| Data supplied |
- - - -

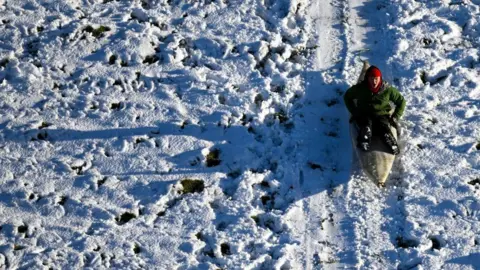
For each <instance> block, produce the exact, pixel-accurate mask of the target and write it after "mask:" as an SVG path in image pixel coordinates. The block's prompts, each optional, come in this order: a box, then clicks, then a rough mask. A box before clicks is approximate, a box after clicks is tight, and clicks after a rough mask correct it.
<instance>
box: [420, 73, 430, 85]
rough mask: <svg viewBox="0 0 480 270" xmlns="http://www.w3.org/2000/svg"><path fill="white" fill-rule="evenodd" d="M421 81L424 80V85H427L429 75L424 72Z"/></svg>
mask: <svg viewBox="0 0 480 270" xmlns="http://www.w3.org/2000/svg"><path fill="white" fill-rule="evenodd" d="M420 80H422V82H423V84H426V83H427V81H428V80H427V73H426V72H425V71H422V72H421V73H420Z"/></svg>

- - - -

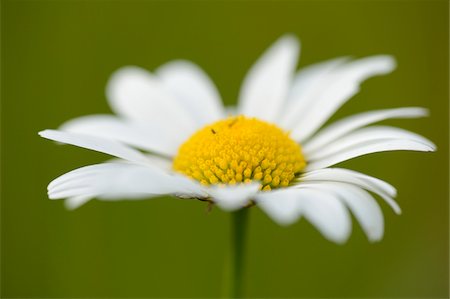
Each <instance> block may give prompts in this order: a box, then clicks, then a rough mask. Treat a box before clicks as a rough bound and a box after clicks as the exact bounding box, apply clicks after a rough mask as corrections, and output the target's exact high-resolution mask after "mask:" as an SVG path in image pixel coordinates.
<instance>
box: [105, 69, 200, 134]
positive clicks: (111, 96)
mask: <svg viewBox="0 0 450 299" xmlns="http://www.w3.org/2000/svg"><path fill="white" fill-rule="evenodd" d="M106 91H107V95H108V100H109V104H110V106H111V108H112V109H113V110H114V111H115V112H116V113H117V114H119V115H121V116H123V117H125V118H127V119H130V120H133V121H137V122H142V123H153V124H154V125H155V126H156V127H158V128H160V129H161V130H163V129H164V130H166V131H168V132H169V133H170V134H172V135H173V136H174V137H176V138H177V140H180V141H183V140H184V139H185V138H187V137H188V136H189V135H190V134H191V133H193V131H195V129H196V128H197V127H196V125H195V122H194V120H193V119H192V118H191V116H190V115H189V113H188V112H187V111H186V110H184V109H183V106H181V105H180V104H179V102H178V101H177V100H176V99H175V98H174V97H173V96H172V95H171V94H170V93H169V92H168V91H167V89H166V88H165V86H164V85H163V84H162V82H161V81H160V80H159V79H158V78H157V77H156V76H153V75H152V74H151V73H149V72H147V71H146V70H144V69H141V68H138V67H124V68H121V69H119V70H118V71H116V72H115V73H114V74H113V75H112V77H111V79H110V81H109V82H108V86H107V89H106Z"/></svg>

- - - -

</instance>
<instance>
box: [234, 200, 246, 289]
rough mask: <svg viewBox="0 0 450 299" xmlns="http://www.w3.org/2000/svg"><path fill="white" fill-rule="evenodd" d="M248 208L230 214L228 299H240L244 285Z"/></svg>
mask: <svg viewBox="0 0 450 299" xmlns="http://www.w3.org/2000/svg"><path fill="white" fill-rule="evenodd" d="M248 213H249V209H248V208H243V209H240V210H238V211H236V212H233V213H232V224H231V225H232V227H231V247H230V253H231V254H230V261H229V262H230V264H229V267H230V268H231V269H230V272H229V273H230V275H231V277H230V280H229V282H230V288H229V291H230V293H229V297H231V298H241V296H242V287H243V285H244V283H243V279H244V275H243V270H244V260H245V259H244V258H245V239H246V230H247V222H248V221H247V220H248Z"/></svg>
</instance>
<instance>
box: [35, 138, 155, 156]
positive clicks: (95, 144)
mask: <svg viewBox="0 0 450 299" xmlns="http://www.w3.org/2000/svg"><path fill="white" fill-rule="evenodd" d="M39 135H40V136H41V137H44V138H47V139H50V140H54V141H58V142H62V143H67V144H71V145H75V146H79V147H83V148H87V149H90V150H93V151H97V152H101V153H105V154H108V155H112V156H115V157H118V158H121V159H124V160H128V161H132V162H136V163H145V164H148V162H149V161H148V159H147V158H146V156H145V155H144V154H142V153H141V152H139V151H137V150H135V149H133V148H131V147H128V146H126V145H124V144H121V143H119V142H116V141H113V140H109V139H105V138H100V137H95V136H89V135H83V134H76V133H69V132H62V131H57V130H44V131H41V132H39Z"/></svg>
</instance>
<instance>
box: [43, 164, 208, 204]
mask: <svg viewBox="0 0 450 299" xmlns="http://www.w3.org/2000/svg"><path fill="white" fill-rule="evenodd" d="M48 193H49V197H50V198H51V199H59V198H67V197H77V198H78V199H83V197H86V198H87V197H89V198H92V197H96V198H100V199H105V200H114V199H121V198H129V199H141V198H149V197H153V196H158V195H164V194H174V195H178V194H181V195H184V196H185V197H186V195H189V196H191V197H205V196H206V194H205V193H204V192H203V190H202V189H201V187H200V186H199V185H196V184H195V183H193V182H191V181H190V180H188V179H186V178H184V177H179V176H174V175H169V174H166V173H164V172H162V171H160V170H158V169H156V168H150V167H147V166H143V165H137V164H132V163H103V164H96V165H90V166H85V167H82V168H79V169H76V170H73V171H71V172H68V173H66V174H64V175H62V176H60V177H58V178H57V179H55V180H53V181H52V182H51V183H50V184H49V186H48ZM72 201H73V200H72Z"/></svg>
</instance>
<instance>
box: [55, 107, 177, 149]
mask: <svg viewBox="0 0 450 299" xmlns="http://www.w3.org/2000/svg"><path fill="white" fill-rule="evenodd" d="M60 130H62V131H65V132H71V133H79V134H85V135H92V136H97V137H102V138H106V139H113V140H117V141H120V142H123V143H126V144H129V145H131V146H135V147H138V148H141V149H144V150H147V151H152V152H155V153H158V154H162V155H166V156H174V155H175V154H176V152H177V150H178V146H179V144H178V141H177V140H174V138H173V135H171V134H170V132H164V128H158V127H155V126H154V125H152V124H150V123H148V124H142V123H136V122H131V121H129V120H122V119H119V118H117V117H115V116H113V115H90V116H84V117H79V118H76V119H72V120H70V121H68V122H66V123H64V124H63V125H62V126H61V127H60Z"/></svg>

- - - -

Pull out every line of the material above that contains the word "positive", and copy each one in full. Case counts.

| Answer to this task |
positive clicks: (111, 96)
positive clicks: (95, 144)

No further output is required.